== Supplied records ==
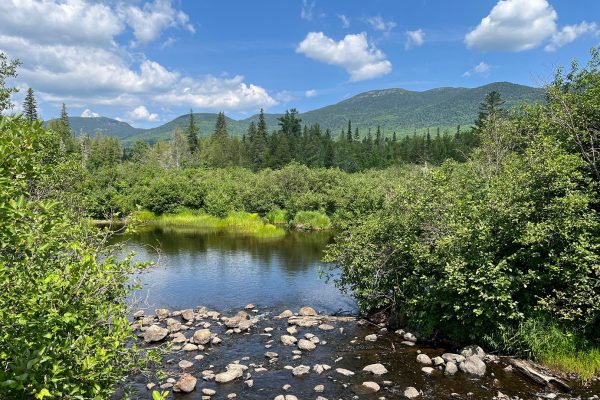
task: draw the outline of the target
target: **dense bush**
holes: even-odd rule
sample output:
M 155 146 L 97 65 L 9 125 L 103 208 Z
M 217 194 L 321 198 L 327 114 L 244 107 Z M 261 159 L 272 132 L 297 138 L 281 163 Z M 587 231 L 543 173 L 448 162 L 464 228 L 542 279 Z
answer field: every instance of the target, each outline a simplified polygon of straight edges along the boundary
M 70 179 L 55 139 L 0 117 L 1 398 L 107 398 L 136 360 L 123 303 L 132 267 L 48 200 Z

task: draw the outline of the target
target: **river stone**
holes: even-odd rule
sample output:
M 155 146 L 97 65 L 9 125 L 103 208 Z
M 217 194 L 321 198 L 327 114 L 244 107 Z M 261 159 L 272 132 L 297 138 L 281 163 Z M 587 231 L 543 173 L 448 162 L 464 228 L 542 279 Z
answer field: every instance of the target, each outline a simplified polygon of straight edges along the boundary
M 193 321 L 194 320 L 194 310 L 187 309 L 181 312 L 181 318 L 185 321 Z
M 356 394 L 370 394 L 379 392 L 379 385 L 375 382 L 363 382 L 360 385 L 352 387 L 352 391 Z
M 413 335 L 410 332 L 406 332 L 404 334 L 404 340 L 406 340 L 407 342 L 413 342 L 416 343 L 417 342 L 417 337 L 415 335 Z
M 325 391 L 325 385 L 317 385 L 315 386 L 315 392 L 323 393 Z
M 293 317 L 293 316 L 294 316 L 293 312 L 291 312 L 290 310 L 285 310 L 284 312 L 282 312 L 281 314 L 276 316 L 275 319 L 284 319 L 284 318 L 289 318 L 289 317 Z
M 144 310 L 139 310 L 139 311 L 136 311 L 135 313 L 133 313 L 133 318 L 141 319 L 144 315 L 146 315 Z
M 179 368 L 181 368 L 181 369 L 188 369 L 188 368 L 191 368 L 193 365 L 194 365 L 194 363 L 191 361 L 188 361 L 188 360 L 179 361 Z
M 431 367 L 423 367 L 421 368 L 421 371 L 425 372 L 428 375 L 433 374 L 433 371 L 435 371 L 435 369 L 431 368 Z
M 444 359 L 442 357 L 439 357 L 439 356 L 438 357 L 433 357 L 433 359 L 431 361 L 433 361 L 433 365 L 435 365 L 436 367 L 438 365 L 444 364 Z
M 185 335 L 183 333 L 181 333 L 181 332 L 177 332 L 176 334 L 174 334 L 172 336 L 172 338 L 173 339 L 171 340 L 171 342 L 173 342 L 173 343 L 185 343 L 185 342 L 187 342 L 187 339 L 186 339 Z
M 354 375 L 354 372 L 347 370 L 345 368 L 336 368 L 335 372 L 337 372 L 338 374 L 344 375 L 344 376 L 352 376 Z
M 292 375 L 294 376 L 304 376 L 310 372 L 310 367 L 308 365 L 299 365 L 292 370 Z
M 313 371 L 317 374 L 321 375 L 324 371 L 329 371 L 331 367 L 327 364 L 315 364 L 313 366 Z
M 298 400 L 298 398 L 293 394 L 286 394 L 285 396 L 280 394 L 279 396 L 275 397 L 274 400 Z
M 169 311 L 167 308 L 157 308 L 156 310 L 154 310 L 154 313 L 158 318 L 164 319 L 167 318 L 169 314 L 171 314 L 171 311 Z
M 211 333 L 208 329 L 198 329 L 194 332 L 193 341 L 196 344 L 207 344 L 210 342 Z
M 454 375 L 458 372 L 458 368 L 456 367 L 455 363 L 453 363 L 452 361 L 448 361 L 446 363 L 446 368 L 444 369 L 444 372 L 448 375 Z
M 464 358 L 475 356 L 483 360 L 485 357 L 485 351 L 483 351 L 483 349 L 479 346 L 471 345 L 463 348 L 460 352 L 460 355 Z
M 461 362 L 458 367 L 462 372 L 466 372 L 467 374 L 477 376 L 485 375 L 485 363 L 477 356 L 467 357 L 467 359 Z
M 290 335 L 295 335 L 296 333 L 298 333 L 298 329 L 295 326 L 289 326 L 286 329 L 287 333 L 289 333 Z
M 219 383 L 231 382 L 232 380 L 241 377 L 244 374 L 244 370 L 247 368 L 248 367 L 241 364 L 229 364 L 225 367 L 227 371 L 215 375 L 215 381 Z
M 316 349 L 316 348 L 317 348 L 317 346 L 316 346 L 316 345 L 315 345 L 315 344 L 314 344 L 312 341 L 310 341 L 310 340 L 306 340 L 306 339 L 300 339 L 300 340 L 298 341 L 298 348 L 299 348 L 300 350 L 308 350 L 308 351 L 311 351 L 311 350 L 314 350 L 314 349 Z
M 225 326 L 228 328 L 238 328 L 243 320 L 250 318 L 248 313 L 240 311 L 231 318 L 224 318 Z
M 460 354 L 456 354 L 456 353 L 444 353 L 442 354 L 442 359 L 446 362 L 453 362 L 453 363 L 461 363 L 463 361 L 465 361 L 465 357 L 461 356 Z
M 183 351 L 196 351 L 198 350 L 198 346 L 196 346 L 195 344 L 192 343 L 186 343 L 181 350 Z
M 406 398 L 414 399 L 419 397 L 420 395 L 421 393 L 419 393 L 419 391 L 412 386 L 409 386 L 406 389 L 404 389 L 404 397 Z
M 377 341 L 377 335 L 374 333 L 371 335 L 367 335 L 367 336 L 365 336 L 365 340 L 367 342 L 375 342 L 375 341 Z
M 321 324 L 319 325 L 319 329 L 322 331 L 332 331 L 335 329 L 335 326 L 329 324 Z
M 214 396 L 215 394 L 217 394 L 217 391 L 209 388 L 204 388 L 202 389 L 202 394 L 205 394 L 207 396 Z
M 363 368 L 363 371 L 370 372 L 373 375 L 383 375 L 388 372 L 388 370 L 383 366 L 383 364 L 370 364 Z
M 294 336 L 290 336 L 290 335 L 282 335 L 281 336 L 281 343 L 283 343 L 284 346 L 292 346 L 297 341 L 298 341 L 298 339 L 296 339 Z
M 300 315 L 301 317 L 314 317 L 315 315 L 317 315 L 317 312 L 312 307 L 304 306 L 300 308 L 300 311 L 298 311 L 298 315 Z
M 198 380 L 190 374 L 183 374 L 175 384 L 174 390 L 179 390 L 184 393 L 190 393 L 196 388 Z
M 417 356 L 417 362 L 420 364 L 431 365 L 431 358 L 427 354 L 419 354 Z
M 158 325 L 150 325 L 144 332 L 145 342 L 160 342 L 169 334 L 169 330 Z
M 279 354 L 275 353 L 274 351 L 267 351 L 265 353 L 265 357 L 267 358 L 277 358 L 279 356 Z

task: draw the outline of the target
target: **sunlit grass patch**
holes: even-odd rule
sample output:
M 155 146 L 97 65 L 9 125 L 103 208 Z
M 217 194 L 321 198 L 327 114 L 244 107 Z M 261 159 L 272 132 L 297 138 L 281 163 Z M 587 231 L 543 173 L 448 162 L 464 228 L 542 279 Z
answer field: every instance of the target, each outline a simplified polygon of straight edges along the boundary
M 274 225 L 285 225 L 288 222 L 288 212 L 286 210 L 271 210 L 266 215 L 267 221 Z
M 330 229 L 331 220 L 319 211 L 298 211 L 292 220 L 292 225 L 298 229 L 319 231 Z

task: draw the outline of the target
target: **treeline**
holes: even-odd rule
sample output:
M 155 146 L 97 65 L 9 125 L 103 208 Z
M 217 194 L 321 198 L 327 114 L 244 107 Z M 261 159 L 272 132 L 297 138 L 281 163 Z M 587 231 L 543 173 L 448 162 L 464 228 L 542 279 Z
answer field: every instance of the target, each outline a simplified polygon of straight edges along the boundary
M 54 128 L 64 131 L 64 119 Z M 68 124 L 68 120 L 66 120 Z M 68 130 L 68 126 L 67 126 Z M 123 148 L 118 139 L 102 134 L 90 137 L 84 134 L 70 139 L 67 147 L 82 153 L 86 166 L 96 169 L 121 162 L 157 163 L 165 168 L 187 167 L 243 167 L 253 171 L 265 168 L 279 169 L 296 162 L 308 167 L 340 168 L 346 172 L 370 168 L 386 168 L 399 164 L 433 164 L 452 158 L 464 161 L 466 154 L 477 145 L 471 127 L 457 126 L 455 132 L 427 130 L 424 134 L 398 138 L 396 133 L 386 135 L 379 128 L 360 132 L 352 128 L 333 135 L 318 124 L 302 126 L 295 109 L 279 118 L 279 129 L 267 131 L 261 110 L 258 123 L 252 122 L 241 138 L 227 132 L 227 123 L 220 113 L 214 131 L 200 137 L 192 112 L 185 130 L 176 129 L 169 141 L 153 145 L 144 141 Z

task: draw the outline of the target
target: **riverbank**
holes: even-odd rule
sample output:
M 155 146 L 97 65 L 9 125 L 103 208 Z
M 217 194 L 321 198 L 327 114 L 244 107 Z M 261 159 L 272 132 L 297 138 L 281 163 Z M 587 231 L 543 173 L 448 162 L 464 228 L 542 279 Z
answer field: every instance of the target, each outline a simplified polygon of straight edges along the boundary
M 225 314 L 202 306 L 136 312 L 132 329 L 144 346 L 166 351 L 155 376 L 132 378 L 139 398 L 594 399 L 600 388 L 567 382 L 567 393 L 478 346 L 452 352 L 355 317 L 280 311 L 249 304 Z

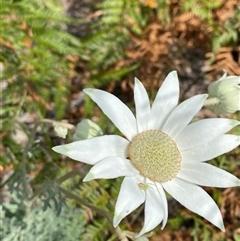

== Assignment ==
Your task is to copy exactly the lines from the line containing "target: **riverbank**" through the final line of the listing above and to omit every picture.

== Problem solution ==
target: **riverbank**
holes: even-odd rule
sample output:
M 155 146 L 97 65 L 9 125 L 103 208 Z
M 217 194 L 321 198 L 327 114 L 244 107 Z M 261 159 L 272 132 L 297 138 L 281 163 Z M 587 231 L 543 173 L 448 162 L 464 228 L 542 279 Z
answer field: every instance of the target, each outline a simplified polygon of straight edges along the boundary
M 225 314 L 202 306 L 136 312 L 132 329 L 144 346 L 166 351 L 155 376 L 132 378 L 139 398 L 594 399 L 600 388 L 567 382 L 567 393 L 478 346 L 452 352 L 355 317 L 280 311 L 249 304 Z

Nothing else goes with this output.